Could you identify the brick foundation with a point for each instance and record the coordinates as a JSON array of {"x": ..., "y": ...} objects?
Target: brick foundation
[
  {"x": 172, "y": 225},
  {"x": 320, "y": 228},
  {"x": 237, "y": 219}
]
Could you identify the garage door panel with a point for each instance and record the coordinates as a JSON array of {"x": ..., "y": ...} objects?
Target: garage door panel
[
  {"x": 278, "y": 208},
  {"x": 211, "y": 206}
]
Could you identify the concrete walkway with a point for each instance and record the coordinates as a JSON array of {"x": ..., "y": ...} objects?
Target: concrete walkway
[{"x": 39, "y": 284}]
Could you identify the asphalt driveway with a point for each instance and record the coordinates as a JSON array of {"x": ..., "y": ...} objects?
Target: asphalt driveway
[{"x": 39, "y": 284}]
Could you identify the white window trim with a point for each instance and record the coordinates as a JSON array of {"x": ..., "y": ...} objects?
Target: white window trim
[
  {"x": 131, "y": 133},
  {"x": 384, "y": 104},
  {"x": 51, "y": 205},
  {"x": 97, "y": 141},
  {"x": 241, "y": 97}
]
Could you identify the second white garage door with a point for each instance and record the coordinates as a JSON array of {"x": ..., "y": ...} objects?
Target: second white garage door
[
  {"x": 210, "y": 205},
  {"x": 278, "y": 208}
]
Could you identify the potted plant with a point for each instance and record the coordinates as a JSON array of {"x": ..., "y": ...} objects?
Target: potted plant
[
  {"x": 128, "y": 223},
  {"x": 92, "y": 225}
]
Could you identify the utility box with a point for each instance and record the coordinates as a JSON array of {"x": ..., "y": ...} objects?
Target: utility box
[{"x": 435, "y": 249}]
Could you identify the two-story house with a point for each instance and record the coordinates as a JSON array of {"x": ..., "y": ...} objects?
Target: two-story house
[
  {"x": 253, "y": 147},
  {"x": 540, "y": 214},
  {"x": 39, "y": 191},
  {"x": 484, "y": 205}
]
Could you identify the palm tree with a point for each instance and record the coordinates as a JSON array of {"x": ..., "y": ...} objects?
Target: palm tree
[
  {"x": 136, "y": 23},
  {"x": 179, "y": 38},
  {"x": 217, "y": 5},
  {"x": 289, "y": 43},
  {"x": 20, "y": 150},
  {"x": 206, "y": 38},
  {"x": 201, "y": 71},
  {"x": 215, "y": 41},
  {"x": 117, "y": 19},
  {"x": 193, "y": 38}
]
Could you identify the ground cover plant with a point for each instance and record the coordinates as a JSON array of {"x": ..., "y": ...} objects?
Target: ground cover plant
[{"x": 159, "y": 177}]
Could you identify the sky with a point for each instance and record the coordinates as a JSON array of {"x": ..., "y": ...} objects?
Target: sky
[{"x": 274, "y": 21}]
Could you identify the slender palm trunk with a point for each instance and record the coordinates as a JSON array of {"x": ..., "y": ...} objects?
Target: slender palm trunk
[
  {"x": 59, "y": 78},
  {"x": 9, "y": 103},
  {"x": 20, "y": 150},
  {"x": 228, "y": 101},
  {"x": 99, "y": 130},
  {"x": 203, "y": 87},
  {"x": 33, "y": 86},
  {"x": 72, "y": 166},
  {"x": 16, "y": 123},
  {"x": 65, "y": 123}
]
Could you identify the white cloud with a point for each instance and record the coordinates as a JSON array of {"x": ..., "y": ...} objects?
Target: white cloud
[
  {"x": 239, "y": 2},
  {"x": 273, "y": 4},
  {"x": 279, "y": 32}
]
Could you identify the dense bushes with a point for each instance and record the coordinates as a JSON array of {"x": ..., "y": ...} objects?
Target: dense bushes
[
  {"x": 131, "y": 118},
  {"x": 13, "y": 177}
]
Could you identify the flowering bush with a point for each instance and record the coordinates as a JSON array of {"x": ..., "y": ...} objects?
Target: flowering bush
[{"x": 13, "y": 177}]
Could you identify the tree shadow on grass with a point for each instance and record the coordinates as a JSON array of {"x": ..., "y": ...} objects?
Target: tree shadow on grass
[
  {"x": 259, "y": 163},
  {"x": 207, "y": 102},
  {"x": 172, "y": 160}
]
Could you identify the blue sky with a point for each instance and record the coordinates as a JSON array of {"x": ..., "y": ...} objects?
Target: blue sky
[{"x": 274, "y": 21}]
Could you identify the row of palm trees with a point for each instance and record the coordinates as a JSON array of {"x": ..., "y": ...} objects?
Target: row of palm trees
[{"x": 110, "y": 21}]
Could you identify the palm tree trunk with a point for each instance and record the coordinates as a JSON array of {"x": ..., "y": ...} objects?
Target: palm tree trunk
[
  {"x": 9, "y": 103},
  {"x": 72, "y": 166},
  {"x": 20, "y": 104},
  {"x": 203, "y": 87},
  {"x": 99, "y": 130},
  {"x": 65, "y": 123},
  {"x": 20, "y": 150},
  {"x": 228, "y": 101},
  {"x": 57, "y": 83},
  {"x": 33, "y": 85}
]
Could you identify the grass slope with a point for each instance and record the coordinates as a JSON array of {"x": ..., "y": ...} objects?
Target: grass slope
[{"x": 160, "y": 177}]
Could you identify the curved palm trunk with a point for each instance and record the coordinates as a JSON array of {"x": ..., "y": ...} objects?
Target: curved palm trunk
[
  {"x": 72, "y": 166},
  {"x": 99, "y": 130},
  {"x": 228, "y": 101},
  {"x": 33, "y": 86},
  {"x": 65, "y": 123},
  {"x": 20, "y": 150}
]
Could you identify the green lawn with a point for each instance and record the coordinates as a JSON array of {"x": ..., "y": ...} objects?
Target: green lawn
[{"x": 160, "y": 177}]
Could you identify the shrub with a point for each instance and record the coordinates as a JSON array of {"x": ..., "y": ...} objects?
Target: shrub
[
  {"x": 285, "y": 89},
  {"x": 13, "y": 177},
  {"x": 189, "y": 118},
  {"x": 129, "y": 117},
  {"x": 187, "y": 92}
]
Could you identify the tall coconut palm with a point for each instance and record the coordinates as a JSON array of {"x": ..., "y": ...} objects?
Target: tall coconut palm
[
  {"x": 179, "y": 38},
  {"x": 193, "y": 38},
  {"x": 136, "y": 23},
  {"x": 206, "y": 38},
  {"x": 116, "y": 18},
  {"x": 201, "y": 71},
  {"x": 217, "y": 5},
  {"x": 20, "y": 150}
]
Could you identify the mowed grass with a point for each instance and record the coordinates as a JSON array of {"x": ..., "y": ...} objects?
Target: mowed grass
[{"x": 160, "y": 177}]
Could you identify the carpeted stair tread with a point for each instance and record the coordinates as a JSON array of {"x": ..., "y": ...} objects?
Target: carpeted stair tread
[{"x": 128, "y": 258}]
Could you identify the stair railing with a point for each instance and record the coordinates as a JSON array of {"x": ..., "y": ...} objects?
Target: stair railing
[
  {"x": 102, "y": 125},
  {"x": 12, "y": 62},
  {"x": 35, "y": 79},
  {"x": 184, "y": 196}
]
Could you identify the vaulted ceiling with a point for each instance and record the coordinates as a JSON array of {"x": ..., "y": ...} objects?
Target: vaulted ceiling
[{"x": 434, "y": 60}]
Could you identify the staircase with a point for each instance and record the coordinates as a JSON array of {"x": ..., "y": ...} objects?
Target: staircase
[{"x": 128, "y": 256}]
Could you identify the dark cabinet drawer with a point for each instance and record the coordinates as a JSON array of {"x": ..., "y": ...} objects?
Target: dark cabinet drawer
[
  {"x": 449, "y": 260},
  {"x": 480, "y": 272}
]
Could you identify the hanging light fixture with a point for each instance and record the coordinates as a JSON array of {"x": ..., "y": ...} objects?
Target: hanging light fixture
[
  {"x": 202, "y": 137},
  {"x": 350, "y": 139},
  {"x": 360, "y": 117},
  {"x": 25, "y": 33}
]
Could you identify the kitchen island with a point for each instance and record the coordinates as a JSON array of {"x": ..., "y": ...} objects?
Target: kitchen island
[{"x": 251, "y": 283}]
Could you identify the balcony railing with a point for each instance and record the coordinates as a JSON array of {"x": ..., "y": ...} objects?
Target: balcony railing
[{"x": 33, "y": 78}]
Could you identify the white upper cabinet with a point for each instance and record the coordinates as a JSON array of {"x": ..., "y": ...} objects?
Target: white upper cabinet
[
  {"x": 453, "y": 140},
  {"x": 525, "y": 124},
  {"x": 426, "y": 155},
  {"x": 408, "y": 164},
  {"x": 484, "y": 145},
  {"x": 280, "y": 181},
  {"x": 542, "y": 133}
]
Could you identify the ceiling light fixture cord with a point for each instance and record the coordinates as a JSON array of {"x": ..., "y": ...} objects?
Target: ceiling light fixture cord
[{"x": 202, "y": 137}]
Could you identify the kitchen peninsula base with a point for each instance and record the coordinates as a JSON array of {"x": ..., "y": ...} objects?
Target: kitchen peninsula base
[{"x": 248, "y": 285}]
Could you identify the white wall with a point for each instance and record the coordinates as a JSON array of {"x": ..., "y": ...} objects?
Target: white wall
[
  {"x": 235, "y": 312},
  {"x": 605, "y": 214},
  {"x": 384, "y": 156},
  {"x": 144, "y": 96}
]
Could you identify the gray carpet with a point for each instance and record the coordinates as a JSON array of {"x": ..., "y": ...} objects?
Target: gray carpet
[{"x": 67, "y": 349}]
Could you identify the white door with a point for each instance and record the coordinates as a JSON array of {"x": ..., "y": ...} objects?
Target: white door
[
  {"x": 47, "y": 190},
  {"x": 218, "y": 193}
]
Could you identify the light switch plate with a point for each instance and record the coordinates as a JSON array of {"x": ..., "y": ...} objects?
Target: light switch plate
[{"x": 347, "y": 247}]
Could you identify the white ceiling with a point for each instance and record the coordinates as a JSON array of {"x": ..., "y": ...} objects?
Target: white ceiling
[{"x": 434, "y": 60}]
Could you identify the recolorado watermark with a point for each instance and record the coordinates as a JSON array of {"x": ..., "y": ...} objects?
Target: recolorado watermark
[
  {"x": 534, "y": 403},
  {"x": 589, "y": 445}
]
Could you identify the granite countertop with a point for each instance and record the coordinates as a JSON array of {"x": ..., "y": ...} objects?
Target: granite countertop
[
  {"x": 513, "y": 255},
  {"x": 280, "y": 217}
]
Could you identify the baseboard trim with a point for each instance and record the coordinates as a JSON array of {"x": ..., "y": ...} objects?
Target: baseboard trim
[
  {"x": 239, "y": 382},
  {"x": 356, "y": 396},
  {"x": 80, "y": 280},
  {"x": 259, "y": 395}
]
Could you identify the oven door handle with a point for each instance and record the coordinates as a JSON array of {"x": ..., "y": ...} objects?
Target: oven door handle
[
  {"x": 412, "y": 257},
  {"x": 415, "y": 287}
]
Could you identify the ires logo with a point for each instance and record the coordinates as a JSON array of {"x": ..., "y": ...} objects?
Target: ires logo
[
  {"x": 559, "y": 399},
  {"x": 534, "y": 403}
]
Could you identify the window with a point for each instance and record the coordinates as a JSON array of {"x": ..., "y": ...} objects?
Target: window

━━━━━━━━━━━━━━━━━━━━━━━━━━━━━━

Work instructions: Word for word, copy the line containing "Could you identify the ires" and each line after it to the end of the records, and nothing besides.

Task answer:
Could you identify the ires logo with a point for each instance and record the coordinates as a JSON array of {"x": ..., "y": ...} objects?
Target: ires logo
[
  {"x": 559, "y": 399},
  {"x": 534, "y": 403}
]
Could you identify the window with a point for each instance and record the coordinates as a JSON array of {"x": ..., "y": ...} objects?
Target: window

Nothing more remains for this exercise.